▸ **Task statement**
Check each line of the listing for the string "blind". Copy those where it appears.

▸ **Records for this task**
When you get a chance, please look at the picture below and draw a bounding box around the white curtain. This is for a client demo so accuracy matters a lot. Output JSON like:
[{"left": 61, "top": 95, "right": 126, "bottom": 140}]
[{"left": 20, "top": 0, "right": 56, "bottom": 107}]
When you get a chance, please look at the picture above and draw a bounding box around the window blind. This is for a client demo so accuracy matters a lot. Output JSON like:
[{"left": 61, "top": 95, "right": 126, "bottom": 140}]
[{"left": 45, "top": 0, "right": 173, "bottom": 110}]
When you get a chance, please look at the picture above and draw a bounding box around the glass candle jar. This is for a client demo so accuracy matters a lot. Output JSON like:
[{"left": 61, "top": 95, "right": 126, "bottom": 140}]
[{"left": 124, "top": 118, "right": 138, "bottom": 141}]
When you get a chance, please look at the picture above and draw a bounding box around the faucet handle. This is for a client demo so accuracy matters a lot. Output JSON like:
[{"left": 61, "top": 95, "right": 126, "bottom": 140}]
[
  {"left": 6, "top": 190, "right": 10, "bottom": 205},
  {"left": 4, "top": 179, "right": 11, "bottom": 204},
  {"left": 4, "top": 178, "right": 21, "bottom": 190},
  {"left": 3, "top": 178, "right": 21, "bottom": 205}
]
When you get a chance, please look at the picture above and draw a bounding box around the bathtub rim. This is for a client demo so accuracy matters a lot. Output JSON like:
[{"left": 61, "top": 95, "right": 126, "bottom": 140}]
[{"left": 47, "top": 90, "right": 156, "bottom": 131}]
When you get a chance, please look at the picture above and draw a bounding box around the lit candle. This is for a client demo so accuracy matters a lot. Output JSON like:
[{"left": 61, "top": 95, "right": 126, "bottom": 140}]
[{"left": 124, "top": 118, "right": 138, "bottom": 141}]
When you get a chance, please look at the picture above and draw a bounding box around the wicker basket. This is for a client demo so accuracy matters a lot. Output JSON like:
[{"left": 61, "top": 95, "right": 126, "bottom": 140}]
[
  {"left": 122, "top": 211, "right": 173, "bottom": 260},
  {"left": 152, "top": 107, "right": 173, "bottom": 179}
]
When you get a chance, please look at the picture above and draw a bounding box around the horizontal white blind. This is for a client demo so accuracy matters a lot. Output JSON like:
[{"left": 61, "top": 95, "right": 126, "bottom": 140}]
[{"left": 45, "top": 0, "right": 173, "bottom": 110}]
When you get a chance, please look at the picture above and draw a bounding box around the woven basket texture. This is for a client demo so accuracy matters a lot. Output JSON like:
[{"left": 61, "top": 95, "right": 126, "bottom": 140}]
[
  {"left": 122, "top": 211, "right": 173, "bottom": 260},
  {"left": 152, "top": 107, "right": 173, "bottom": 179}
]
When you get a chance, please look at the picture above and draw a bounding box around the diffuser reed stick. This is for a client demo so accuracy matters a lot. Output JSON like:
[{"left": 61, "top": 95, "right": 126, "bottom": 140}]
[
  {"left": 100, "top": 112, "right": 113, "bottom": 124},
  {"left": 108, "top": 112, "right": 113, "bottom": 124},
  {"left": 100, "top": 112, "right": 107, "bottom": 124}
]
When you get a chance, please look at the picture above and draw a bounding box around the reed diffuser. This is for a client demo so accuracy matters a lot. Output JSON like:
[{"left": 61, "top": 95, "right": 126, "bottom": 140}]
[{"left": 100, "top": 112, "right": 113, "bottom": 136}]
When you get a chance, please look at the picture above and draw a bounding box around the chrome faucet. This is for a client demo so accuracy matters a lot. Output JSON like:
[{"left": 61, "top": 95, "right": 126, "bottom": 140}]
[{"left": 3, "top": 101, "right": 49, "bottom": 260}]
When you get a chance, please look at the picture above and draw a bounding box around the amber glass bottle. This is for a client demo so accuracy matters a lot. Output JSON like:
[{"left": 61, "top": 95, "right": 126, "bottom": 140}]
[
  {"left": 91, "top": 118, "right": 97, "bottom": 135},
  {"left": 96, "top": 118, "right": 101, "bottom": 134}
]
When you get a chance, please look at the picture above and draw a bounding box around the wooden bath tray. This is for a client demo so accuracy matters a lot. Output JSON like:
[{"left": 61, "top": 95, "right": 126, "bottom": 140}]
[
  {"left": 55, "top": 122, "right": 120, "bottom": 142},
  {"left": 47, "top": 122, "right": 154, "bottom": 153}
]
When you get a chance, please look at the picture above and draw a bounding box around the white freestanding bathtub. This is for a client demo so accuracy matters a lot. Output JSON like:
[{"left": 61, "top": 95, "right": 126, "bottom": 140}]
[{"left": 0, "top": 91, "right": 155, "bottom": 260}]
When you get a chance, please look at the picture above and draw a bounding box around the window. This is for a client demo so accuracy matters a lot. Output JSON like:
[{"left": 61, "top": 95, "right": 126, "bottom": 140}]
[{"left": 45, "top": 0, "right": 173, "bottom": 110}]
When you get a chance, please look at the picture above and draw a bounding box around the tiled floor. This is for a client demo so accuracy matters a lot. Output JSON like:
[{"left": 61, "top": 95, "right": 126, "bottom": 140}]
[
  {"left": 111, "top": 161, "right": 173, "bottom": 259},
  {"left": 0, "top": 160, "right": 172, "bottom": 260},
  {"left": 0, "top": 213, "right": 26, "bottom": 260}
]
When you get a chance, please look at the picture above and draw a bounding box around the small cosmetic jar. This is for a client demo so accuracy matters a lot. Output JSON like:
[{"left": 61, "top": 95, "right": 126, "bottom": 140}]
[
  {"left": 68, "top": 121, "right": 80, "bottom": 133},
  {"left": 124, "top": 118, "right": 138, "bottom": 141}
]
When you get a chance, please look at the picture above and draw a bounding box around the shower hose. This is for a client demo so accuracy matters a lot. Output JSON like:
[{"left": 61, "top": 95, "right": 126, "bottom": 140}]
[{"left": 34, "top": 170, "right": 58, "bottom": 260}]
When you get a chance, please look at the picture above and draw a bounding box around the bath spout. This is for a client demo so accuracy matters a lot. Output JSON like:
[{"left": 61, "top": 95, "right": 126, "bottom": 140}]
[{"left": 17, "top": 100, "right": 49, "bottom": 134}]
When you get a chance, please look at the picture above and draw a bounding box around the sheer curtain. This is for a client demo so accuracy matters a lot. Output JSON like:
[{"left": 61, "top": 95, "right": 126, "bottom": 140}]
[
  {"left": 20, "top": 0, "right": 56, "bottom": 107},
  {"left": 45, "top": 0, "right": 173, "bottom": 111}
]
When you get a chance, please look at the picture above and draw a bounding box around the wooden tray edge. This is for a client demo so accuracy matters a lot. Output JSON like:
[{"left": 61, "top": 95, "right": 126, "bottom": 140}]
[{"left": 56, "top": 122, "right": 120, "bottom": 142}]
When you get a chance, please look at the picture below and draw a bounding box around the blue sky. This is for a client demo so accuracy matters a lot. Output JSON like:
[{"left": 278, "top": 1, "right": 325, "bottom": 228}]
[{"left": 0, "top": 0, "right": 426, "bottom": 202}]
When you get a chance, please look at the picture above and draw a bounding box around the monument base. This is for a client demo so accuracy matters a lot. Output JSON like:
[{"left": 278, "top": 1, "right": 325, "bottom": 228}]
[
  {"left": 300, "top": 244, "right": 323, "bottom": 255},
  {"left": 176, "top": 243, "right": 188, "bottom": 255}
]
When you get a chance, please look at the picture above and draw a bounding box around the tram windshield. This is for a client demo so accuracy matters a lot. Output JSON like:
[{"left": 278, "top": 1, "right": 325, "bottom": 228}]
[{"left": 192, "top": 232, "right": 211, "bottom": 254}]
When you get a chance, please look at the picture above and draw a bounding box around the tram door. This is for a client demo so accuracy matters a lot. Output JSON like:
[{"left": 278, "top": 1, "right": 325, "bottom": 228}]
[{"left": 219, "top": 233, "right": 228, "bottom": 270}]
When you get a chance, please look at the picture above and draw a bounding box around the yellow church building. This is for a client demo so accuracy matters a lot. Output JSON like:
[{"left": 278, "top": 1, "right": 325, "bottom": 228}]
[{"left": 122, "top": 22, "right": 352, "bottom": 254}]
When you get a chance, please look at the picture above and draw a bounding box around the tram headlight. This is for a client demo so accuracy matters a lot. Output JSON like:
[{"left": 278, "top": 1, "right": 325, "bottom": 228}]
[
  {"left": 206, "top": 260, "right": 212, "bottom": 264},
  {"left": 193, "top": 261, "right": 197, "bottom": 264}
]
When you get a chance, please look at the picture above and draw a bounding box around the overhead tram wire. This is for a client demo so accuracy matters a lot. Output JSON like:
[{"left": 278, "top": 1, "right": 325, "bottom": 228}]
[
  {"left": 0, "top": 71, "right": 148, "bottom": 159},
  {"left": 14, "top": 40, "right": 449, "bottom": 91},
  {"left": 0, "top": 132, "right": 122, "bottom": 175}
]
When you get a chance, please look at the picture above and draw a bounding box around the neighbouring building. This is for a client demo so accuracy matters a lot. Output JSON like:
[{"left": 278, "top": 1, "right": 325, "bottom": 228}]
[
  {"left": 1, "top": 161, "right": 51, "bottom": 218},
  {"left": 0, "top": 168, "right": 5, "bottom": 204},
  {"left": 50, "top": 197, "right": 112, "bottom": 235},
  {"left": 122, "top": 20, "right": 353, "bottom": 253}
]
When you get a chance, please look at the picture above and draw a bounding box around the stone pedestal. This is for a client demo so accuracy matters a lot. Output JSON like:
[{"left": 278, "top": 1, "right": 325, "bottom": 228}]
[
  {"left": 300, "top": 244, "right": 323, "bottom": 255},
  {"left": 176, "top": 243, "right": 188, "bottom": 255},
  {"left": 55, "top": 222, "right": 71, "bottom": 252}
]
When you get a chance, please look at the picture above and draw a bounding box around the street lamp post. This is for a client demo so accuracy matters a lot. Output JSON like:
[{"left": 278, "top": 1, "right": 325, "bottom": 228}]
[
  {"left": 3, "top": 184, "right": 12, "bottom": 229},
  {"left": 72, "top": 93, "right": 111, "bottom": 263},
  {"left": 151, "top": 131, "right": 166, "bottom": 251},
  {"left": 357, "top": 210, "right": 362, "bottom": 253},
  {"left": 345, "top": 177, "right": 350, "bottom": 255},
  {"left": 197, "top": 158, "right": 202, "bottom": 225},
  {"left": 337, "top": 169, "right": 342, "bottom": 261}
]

▸ **Solution for this problem**
When you get a chance, please look at the picture above and draw a bounding box around the window blind. This is for a client demo so accuracy matters a lot. Output JSON like:
When you get a chance, please look at the picture above and draw a bounding box around the horizontal white blind. This is for a client demo so accuracy matters a lot. Output JSON like:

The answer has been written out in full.